§ Exercise prompt
Exactly repeat the material, dropping every picture from the copy.

## start Records for the exercise

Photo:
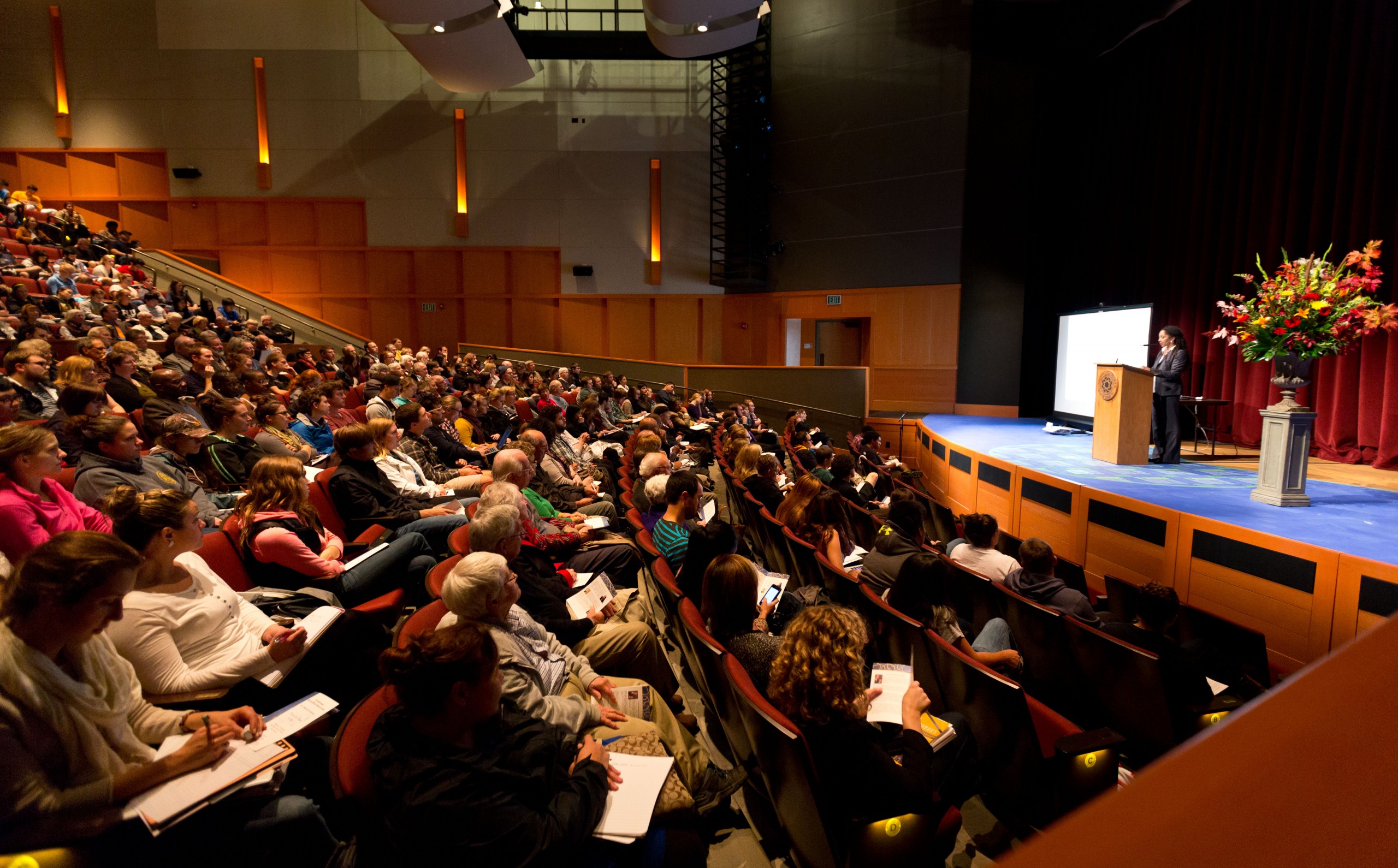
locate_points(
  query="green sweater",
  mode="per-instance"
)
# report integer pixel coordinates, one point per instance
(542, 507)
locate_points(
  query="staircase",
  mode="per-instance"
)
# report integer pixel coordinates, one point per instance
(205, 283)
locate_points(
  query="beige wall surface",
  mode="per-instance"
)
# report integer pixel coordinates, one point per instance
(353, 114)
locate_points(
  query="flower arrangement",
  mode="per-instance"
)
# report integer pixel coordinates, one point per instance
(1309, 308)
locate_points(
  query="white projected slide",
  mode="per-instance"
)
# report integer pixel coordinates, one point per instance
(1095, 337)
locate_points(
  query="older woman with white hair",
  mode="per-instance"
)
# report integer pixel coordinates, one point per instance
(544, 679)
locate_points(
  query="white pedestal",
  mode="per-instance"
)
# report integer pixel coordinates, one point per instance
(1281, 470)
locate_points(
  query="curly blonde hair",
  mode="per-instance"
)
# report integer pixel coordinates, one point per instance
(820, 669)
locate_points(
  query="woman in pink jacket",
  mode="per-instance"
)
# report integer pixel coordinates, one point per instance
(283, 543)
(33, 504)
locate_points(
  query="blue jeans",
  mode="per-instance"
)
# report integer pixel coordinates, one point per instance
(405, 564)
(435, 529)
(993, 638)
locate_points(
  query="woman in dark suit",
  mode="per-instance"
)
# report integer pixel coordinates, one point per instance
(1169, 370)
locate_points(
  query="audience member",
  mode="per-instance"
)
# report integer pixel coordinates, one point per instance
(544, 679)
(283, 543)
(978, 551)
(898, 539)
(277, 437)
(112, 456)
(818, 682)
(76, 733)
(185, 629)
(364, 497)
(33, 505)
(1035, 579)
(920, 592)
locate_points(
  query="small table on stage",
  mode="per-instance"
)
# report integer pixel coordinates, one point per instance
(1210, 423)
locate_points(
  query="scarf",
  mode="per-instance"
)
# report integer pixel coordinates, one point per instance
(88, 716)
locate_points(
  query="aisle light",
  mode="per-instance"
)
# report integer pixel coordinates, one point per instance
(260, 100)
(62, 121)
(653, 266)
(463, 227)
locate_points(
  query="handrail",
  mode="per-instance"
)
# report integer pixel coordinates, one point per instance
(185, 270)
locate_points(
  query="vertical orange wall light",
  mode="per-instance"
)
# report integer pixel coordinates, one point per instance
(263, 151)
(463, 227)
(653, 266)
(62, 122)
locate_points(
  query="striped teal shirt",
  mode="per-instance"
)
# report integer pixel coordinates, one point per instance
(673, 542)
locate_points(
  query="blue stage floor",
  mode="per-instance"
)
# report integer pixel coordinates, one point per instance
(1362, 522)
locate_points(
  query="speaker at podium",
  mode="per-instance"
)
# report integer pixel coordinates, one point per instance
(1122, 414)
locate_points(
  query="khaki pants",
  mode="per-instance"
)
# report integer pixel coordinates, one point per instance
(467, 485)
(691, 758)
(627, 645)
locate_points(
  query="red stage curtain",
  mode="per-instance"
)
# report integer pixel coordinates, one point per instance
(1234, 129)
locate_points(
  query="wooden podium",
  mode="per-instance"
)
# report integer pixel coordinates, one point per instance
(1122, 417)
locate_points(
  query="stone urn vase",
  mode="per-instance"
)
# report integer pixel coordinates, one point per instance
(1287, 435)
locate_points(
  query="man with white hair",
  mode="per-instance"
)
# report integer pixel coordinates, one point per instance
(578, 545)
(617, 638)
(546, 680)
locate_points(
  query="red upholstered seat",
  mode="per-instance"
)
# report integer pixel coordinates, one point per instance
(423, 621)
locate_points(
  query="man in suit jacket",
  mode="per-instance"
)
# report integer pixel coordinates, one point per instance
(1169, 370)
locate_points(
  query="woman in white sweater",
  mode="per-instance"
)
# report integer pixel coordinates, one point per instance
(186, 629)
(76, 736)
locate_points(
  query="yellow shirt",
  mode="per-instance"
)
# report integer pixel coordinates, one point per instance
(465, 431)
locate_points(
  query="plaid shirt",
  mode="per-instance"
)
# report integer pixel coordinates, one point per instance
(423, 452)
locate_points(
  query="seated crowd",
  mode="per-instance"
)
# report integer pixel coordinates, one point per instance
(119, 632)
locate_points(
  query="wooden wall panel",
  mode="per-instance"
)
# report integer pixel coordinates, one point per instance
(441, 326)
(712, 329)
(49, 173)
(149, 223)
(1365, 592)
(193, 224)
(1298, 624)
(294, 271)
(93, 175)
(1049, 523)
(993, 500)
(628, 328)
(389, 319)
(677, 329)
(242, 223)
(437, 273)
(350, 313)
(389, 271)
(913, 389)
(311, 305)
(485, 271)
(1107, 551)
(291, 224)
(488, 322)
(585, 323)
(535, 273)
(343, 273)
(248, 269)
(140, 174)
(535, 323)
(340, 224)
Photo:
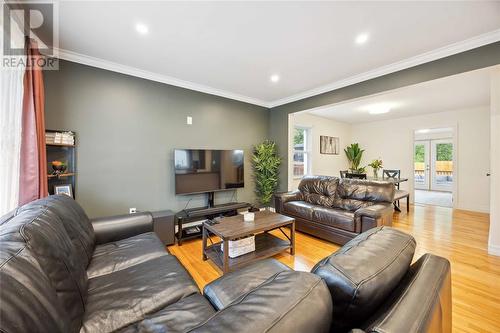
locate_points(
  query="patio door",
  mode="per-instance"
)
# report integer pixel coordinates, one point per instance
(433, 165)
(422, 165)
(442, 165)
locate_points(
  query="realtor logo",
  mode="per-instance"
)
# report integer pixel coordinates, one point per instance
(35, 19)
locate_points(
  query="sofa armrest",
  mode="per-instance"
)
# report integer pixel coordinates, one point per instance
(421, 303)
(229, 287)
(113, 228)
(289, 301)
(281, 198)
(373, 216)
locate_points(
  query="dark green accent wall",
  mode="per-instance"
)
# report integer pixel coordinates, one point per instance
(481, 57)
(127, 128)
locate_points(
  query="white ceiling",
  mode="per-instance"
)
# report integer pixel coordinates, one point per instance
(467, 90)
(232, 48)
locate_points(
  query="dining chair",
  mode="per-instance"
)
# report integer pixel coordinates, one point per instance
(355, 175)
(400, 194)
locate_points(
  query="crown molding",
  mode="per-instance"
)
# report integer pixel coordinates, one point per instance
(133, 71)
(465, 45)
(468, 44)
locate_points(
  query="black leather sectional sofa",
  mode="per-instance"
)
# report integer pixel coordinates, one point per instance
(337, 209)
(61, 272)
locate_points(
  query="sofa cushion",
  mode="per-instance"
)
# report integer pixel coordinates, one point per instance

## end Records for the exercise

§ Correct result
Photo:
locate_points(
  query="green sweater",
  mode="per-instance"
)
# report integer pixel coordinates, one point per instance
(542, 507)
locate_points(
  query="staircase",
  mode="per-instance"
)
# report integer pixel coordinates, one point per instance
(205, 283)
locate_points(
  query="beige wall surface",
  mode="per-instance"
)
# report integer pixel coordinates, one point per instance
(353, 114)
locate_points(
  query="flower arrangement",
  mode="per-instance"
)
# report integer pixel coordinates, one point per instance
(1309, 308)
locate_points(
  query="white projected slide",
  mode="per-instance"
)
# report integer pixel coordinates, one point per instance
(1095, 337)
locate_points(
  query="older woman with white hair",
  mode="per-instance"
)
# report integer pixel coordinates, one point per instance
(544, 679)
locate_points(
  query="white pedestal",
  mode="per-instance"
)
# report integer pixel coordinates, one point per instance
(1281, 470)
locate_points(
  query="curly blonde hair",
  mode="per-instance"
)
# report integer pixel coordinates, one point per instance
(820, 669)
locate_points(
  query="woman in pink jacket",
  mode="per-instance"
)
# report integer pixel coordinates, one point per instance
(283, 543)
(33, 504)
locate_points(
  query="blue jeans",
  mode="per-instance"
)
# report integer pixel coordinates, one point per instance
(405, 564)
(435, 529)
(993, 638)
locate_points(
  query="woman in dark suit",
  mode="per-instance"
)
# report integer pixel coordinates, one point per instance
(1169, 370)
locate_points(
  query="audience member",
  mode="per-instance"
)
# report integer pixel coordinates, one point per instance
(544, 679)
(283, 543)
(978, 551)
(898, 539)
(277, 437)
(112, 456)
(818, 682)
(76, 733)
(185, 629)
(364, 497)
(33, 505)
(1035, 579)
(920, 592)
locate_points(
  query="small table on stage",
  mode="per-instance"
)
# report integer pixel coordinates, one point per instance
(1210, 423)
locate_points(
  query="scarf",
  mode="per-instance"
)
# report integer pixel coordinates, one point per instance
(88, 716)
locate_points(
  query="aisle light",
  mode="per-instance"
)
# report integer pixel coordinates, one point per instance
(260, 100)
(62, 121)
(653, 266)
(463, 227)
locate_points(
  query="handrail",
  mode="per-instance"
)
# report integer pixel coordinates, one point per instance
(185, 270)
locate_points(
  query="vertical orange wall light",
  mode="per-instance"
)
# report integer pixel coordinates, one point per instance
(263, 151)
(463, 227)
(653, 266)
(62, 122)
locate_points(
  query="striped teal shirt",
  mode="per-instance"
)
# report integer pixel coordinates, one point per instance
(673, 542)
locate_points(
  query="blue stage floor",
  mode="per-instance"
)
# report integer pixel coordinates, one point per instance
(1362, 522)
locate_points(
  query="speaker at podium",
  mode="per-instance"
)
# report integer pixel coordinates, one point per instance
(1122, 414)
locate_points(
  query="khaki pants",
  mode="per-instance"
)
# report integer pixel coordinates, one point per instance
(467, 485)
(691, 758)
(627, 645)
locate_points(
  query="red stage curtain",
  mode="per-instance"
)
# report integer pixel coordinates, one point per instance
(1234, 129)
locate_points(
  query="wooden podium",
  mode="per-instance"
)
# report integer pixel coordinates, one point per instance
(1122, 417)
locate_points(
  query="stone urn vase",
  mode="per-instance"
)
# report integer pixel coordinates, one point per instance
(1287, 435)
locate_points(
  query="man with white hair",
  mode="per-instance"
)
# report integer pixel coordinates, one point per instance
(578, 545)
(617, 638)
(546, 680)
locate_points(
  query="red upholstered seat",
  mode="per-instance"
)
# report integer pixel coordinates, one point per instance
(423, 621)
locate_points(
  query="man in suit jacket",
  mode="per-instance"
)
# report integer pixel coordinates, one point per instance
(1169, 370)
locate_points(
  query="woman in white sweater",
  mode="per-instance"
)
# report integer pixel coordinates, one point per instance
(186, 629)
(76, 736)
locate_points(
  query="yellow shirt",
  mode="per-instance"
)
# report integer pixel coordinates, one point per instance
(465, 431)
locate_points(
  query="plaid shirt",
  mode="per-instance"
)
# report integer pixel coordinates, one point per instance
(423, 452)
locate_points(
  query="seated crowd",
  mode="per-instance"
)
# report integer pixel coordinates, one point per instance
(119, 632)
locate_points(
  query="wooden wall panel",
  mode="per-instance"
)
# report integer pixel coordinates, one point per instance
(441, 326)
(712, 329)
(49, 173)
(149, 223)
(1365, 592)
(193, 224)
(1298, 624)
(294, 271)
(93, 175)
(1049, 523)
(993, 500)
(628, 328)
(389, 319)
(677, 329)
(242, 223)
(437, 273)
(350, 313)
(389, 271)
(913, 389)
(311, 305)
(485, 271)
(1107, 551)
(291, 224)
(488, 322)
(585, 323)
(535, 273)
(343, 273)
(248, 269)
(140, 174)
(535, 323)
(340, 224)
Photo:
locate_points(
  query="patio door",
  mode="per-instance"
)
# report integer pixel coordinates, one point per instance
(433, 165)
(422, 165)
(442, 165)
locate_points(
  query="realtor logo",
  mode="per-instance"
)
# report integer pixel coordinates, one point per instance
(35, 19)
locate_points(
  query="sofa armrest",
  mode="per-instance"
)
# report integer pixel coordinates, one point per instance
(421, 303)
(229, 287)
(113, 228)
(289, 301)
(281, 198)
(373, 216)
locate_points(
  query="dark green accent wall",
  mode="per-instance"
)
# report integer pixel coordinates, one point per instance
(481, 57)
(127, 128)
locate_points(
  query="white ceiling",
  mode="per-instance"
)
# report integer pixel coordinates, one point per instance
(467, 90)
(232, 48)
locate_points(
  query="dining chair",
  mode="per-instance"
)
# report integer pixel coordinates, one point per instance
(355, 175)
(400, 194)
locate_points(
  query="crown molding",
  mode="per-instance"
)
# report integer pixel coordinates, one point per instance
(133, 71)
(465, 45)
(468, 44)
locate_points(
  query="black leather sectional sofa",
  mode="per-instance"
)
# report integer pixel coordinates, one point per instance
(337, 209)
(61, 272)
locate_points(
  query="sofa cushion",
  mode="per-instance"
)
# report integer pixel coordinates, one point per instance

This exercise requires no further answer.